Without the images, print all the entries below exactly as given.

Stored dataset items
********
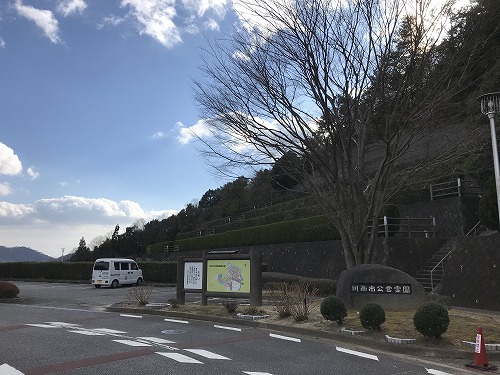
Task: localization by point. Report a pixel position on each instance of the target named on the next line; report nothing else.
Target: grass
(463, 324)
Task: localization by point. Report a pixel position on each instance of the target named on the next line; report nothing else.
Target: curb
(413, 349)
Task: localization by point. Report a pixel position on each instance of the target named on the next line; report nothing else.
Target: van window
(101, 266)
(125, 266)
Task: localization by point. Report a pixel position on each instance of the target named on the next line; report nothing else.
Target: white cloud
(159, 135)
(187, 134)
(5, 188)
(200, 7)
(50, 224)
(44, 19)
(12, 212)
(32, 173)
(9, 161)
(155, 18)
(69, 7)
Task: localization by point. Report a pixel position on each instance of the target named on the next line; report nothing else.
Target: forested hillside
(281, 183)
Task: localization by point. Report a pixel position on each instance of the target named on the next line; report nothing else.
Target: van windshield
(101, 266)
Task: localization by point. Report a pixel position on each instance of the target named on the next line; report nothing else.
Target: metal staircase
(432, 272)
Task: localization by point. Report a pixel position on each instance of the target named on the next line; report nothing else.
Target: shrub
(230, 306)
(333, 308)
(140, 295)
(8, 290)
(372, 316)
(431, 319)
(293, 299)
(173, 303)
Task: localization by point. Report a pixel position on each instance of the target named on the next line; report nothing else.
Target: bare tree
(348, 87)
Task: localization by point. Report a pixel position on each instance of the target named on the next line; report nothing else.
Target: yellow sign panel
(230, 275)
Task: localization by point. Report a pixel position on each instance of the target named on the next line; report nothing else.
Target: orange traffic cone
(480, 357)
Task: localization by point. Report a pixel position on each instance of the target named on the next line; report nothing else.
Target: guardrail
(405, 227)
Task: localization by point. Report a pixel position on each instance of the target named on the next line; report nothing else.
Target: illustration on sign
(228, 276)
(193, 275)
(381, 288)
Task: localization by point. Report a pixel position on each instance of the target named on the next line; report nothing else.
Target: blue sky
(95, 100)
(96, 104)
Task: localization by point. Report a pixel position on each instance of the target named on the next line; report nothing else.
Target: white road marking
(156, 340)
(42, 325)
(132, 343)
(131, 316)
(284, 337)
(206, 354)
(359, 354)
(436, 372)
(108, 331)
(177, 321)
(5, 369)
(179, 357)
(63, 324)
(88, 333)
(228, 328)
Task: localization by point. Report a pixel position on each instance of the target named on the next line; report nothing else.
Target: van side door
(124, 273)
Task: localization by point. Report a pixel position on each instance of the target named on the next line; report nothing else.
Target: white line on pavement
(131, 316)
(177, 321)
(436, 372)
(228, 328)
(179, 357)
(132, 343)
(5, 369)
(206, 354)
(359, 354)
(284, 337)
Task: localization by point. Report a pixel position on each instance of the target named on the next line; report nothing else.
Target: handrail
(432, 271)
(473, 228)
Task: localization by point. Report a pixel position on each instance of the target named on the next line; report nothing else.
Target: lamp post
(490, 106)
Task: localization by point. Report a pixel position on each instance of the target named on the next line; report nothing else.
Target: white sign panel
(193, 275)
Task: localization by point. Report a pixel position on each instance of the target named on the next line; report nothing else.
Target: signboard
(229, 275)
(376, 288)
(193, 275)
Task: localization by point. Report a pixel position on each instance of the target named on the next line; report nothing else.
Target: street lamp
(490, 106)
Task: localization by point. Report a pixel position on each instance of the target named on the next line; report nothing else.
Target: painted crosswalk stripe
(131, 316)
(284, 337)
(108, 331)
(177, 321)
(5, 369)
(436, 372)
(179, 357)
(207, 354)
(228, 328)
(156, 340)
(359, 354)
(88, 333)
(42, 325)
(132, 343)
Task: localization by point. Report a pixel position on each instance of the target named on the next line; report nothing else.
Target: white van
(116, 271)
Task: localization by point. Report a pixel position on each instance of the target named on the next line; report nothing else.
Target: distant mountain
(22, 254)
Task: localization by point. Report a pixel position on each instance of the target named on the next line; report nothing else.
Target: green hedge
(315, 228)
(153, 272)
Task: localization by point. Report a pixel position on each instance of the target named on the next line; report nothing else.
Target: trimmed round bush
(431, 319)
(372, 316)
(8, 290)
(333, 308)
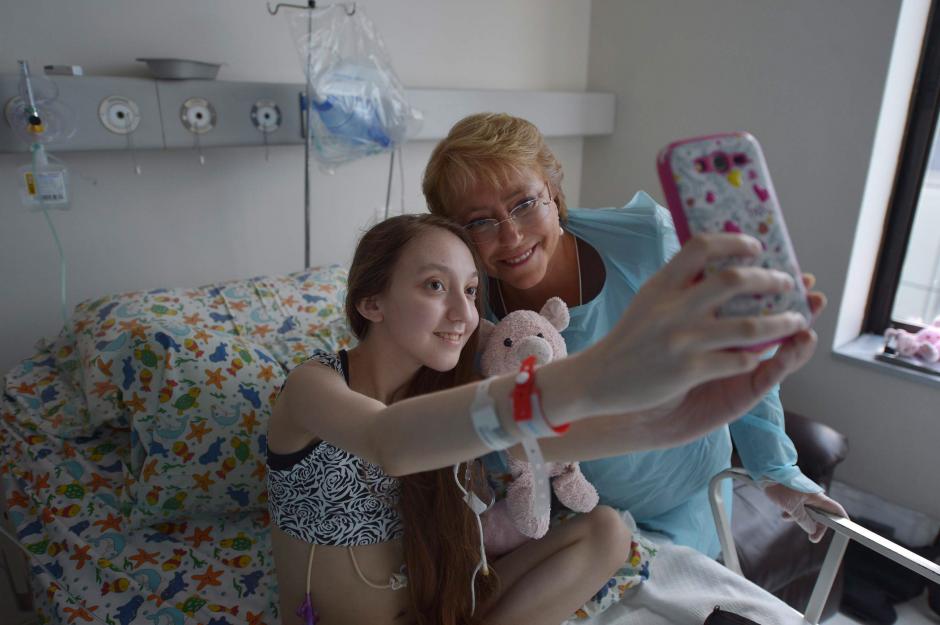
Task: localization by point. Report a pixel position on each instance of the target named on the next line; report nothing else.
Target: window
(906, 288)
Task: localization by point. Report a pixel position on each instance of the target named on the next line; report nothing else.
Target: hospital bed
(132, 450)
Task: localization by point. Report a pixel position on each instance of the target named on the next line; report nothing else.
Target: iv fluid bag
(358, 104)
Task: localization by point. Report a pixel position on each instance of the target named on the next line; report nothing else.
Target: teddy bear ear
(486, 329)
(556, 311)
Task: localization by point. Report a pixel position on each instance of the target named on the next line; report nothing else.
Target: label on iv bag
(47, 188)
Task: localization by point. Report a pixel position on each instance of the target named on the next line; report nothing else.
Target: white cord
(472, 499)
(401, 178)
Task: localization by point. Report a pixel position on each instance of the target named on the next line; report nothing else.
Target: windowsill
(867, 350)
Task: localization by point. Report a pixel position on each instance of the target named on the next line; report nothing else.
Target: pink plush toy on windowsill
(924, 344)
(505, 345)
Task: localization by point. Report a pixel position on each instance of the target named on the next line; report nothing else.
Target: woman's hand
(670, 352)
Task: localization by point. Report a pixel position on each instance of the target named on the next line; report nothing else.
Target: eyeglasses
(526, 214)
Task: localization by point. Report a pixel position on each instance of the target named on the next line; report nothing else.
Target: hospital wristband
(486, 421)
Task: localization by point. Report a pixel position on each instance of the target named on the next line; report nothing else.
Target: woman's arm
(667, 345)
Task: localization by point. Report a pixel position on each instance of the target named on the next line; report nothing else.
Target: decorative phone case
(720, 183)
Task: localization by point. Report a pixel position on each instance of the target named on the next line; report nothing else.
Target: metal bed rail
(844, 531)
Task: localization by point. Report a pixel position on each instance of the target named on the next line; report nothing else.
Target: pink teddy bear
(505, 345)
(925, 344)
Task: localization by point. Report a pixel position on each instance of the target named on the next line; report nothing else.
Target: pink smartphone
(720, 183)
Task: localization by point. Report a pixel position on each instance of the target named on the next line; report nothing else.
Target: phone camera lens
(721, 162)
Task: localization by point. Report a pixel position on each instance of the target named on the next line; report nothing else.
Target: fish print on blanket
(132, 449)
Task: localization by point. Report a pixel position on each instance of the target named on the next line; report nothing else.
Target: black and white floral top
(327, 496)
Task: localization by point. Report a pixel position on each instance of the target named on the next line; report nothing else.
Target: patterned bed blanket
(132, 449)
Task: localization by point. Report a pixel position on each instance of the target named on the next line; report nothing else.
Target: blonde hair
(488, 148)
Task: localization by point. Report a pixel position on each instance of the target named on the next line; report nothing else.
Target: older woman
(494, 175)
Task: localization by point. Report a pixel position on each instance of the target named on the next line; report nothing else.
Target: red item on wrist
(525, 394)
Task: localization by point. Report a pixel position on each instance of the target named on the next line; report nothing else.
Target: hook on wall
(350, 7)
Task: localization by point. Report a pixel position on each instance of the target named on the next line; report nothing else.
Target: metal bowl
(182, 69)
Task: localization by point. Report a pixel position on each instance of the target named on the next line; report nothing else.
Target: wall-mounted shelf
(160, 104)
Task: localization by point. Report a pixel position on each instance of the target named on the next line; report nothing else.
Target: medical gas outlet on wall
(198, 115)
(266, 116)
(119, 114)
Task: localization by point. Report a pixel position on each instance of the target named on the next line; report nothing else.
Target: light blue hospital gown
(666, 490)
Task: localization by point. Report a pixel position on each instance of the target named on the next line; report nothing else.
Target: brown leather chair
********
### OUTPUT BELOW
Task: localization by point. Report a pixel position on each instance of the target named on the next line; report nothing else.
Target: grass
(463, 324)
Task: localization by point. Report a pixel position on each instance of the target named on the next line; report nothing else.
Target: curb
(413, 349)
Task: localization by point. Report a pixel position on each instance of the target named on the next line; report nothing else.
Target: van window
(101, 266)
(125, 266)
Task: localization by point. Report a pixel position on each instance of the target named on the next line; report nothing else.
Target: white cloud
(159, 135)
(187, 134)
(5, 188)
(200, 7)
(50, 224)
(44, 19)
(12, 212)
(32, 173)
(9, 161)
(155, 18)
(69, 7)
Task: localization by point. Report a pixel position on each instance of the target named on the next line; report nothing else.
Target: forested hillside
(281, 183)
Task: localization by point. Report a pixel position on each instance of the target named on the next line; report nothing else.
Target: van windshield
(101, 266)
Task: localization by point. Report a pixel position on each instance of the target named on the next line; report nothing else.
Target: metal staircase
(432, 272)
Task: localization by point. Report a pixel position on each instance of the target named on the next line; report nothing else.
Target: shrub
(230, 306)
(333, 308)
(140, 295)
(8, 290)
(372, 316)
(431, 319)
(293, 299)
(173, 303)
Task: localization by point. Report a pixel position on each instance of the target named on the next line; report nothing else.
Target: bare tree
(348, 87)
Task: localization by point. Report a pixel position on each instance of the target named on the next line; report nothing else.
Target: yellow sign panel
(230, 275)
Task: localization by point. Report a pixel position on each instance of the target named on the next line; report nothing else.
Target: orange traffic cone
(480, 357)
Task: localization by point. Report a pixel position on each instance of the target named on the next line; report nothing else.
Target: guardrail
(405, 227)
Task: localization by point. Report a pixel position on each instance of the target named on the next line; report nothing else.
Target: illustration on sign
(228, 276)
(193, 275)
(381, 288)
Task: localization by point. Report a pixel position on each instance of the target named on the next line; report nothing else.
Target: blue sky
(95, 100)
(96, 104)
Task: localization by point. Report a pixel position on each instance of the target named on the next line; report nothing else.
Target: white road marking
(156, 340)
(42, 325)
(132, 343)
(131, 316)
(284, 337)
(206, 354)
(359, 354)
(436, 372)
(108, 331)
(177, 321)
(5, 369)
(179, 357)
(63, 324)
(88, 333)
(228, 328)
Task: localization by point. Report a pixel position on each instance of the target named on the next line; report nothing else.
Target: van side door
(124, 273)
Task: localization by point. Report a pixel position on each instance of the target named on the next line; report nothing else.
Target: white line on pavement
(131, 316)
(177, 321)
(436, 372)
(228, 328)
(179, 357)
(132, 343)
(5, 369)
(206, 354)
(359, 354)
(284, 337)
Task: localization by point. Report a pixel position on each instance of the target named on the next line; report nothing else.
Target: handrail
(432, 271)
(473, 228)
Task: localization by point. Report a pixel position on each instance of the target named on the next line; report nothing else.
Target: lamp post
(490, 106)
Task: localization by point. Report a pixel position on each instance of the target named on the next line; report nothing else.
Target: white sign panel
(193, 275)
Task: localization by point. Report a pixel position on each instance of the target named on the next line; report nothing else.
Target: signboard
(229, 275)
(376, 288)
(193, 275)
Task: localization by point. Report a pixel position on each instance of the target named on the next line; report nothing else.
Target: street lamp
(490, 106)
Task: localization by point. Report a pixel position on each instance of the target named on the next line; report nothing else.
Target: painted crosswalk stripe
(131, 316)
(284, 337)
(108, 331)
(177, 321)
(5, 369)
(436, 372)
(179, 357)
(207, 354)
(228, 328)
(156, 340)
(359, 354)
(88, 333)
(42, 325)
(132, 343)
Task: localization by point. Report a pixel position on each instance of the target named on the next line; report nothing else.
Target: white van
(116, 271)
Task: localization by point. Report a pixel position on each instance of the target named on the next line; report nothing else.
Target: distant mountain
(22, 254)
Task: localization by point. Report a pixel position on each instance of the target named on the next line; report nothing else.
Target: green hedge
(315, 228)
(153, 272)
Task: localization by point. Report a pixel position on each instance of the target named on the next line; report nothing else.
Target: trimmed round bush
(431, 319)
(372, 316)
(8, 290)
(333, 308)
Task: localization by point. Report a pixel position on each instance of the target named on the next line; report nothing else.
Target: window
(906, 288)
Task: localization by point. Report a pixel position on each instance of the target named on the next line; report nothing else.
Target: hospital bed
(132, 450)
Task: localization by point. Report a pixel position on each instance of the target named on the next line; report nothing else.
Target: iv fluid bag
(358, 104)
Task: localization by point. Report a pixel position on each instance of the target named on the next line; report nothing else.
Target: teddy bear ear
(486, 329)
(556, 311)
Task: localization by point. Report a pixel position on each instance of the target named on the next line; report nothing else.
Target: label on iv bag
(47, 188)
Task: localization by point. Report a pixel position on each instance of the target named on the next line; report nothing else.
Target: white cord
(472, 499)
(401, 178)
Task: localization by point. Report a pixel position on each instance of the target named on the next line; report nothing else.
Target: windowsill
(867, 350)
Task: localization by point. Report a pixel position on each instance of the target named on the next line; report nothing else.
Target: pink plush toy on windowsill
(924, 344)
(505, 345)
Task: localization by point. Report a pixel position on each instance of the target named on the next line; report nothing else.
Target: woman's hand
(670, 352)
Task: localization by point. Report a pixel position on each instance of the target named on the next line; report nothing else.
Target: eyeglasses
(526, 214)
Task: localization by point. Report a pixel position on each instance of the target named on the next line; report nothing else.
Target: hospital wristband
(486, 421)
Task: localization by point. Report a pixel position on each instance of the target named on the next line; report nothing else.
Target: woman's arm
(667, 345)
Task: localization by point. Report a pixel position on each instance of the target named on the next line; report nothing else.
Target: decorative phone case
(720, 183)
Task: localization by point. Report a pixel position on each instance of the target named on the next line; report nothing else.
Target: metal bed rail
(844, 531)
Task: localization by point. Report a pixel position on each instance of the target named on the next line; report nothing else.
Target: pink teddy bear
(505, 345)
(925, 344)
Task: localization by point. Report a pixel position on each instance of the target named on the next line; report nothing else.
Target: pink smartphone
(720, 183)
Task: localization by point. Report a pixel position on each instance of the target named on the next line; report nothing else.
Target: phone camera lens
(721, 162)
Task: localization by point. Report a pixel position on each instance of the target named on the next line; report nothing else.
Target: fish print on blanket
(132, 449)
Task: localization by point. Report a pixel position on each instance of the target named on the next line; report nothing else.
Target: black and white floral top
(327, 496)
Task: localization by point. Report a pixel position on each instance of the target named on the next line; report nothing else.
Target: patterned bed blanket
(132, 449)
Task: localization by point. Report a pixel position on each instance of the target named on the next line; report nothing else.
Target: blonde hair
(488, 148)
Task: localization by point. Report a pixel position on each instance of the target named on the next line; report nothing else.
Target: older woman
(494, 175)
Task: localization by point. Report a pixel position on each instance of the target named on the next line; report nothing else.
Target: red item on wrist
(525, 394)
Task: localization by point. Report a pixel position on each instance of the target named on the next line; report nothing else.
Target: hook on wall
(350, 7)
Task: localization by point. Report a pixel position on each instance of the target named on the next line; report nothing else.
Target: metal bowl
(182, 69)
Task: localization by point. Report a pixel position on each instance of the target named on the next line; report nothing else.
Target: wall-mounted shelf
(160, 104)
Task: localization by point. Report a pixel position on each instance of the target named on the next line; report nothing else.
Target: medical gas outlet on wall
(198, 115)
(266, 116)
(119, 114)
Task: localization by point. Report a pixel position on each instance of the target named on the next line; report nothing else.
Target: light blue hospital gown
(666, 490)
Task: localization by point. Report a pixel position on each instance of the target named on the next line; report nothing else.
Target: brown leather chair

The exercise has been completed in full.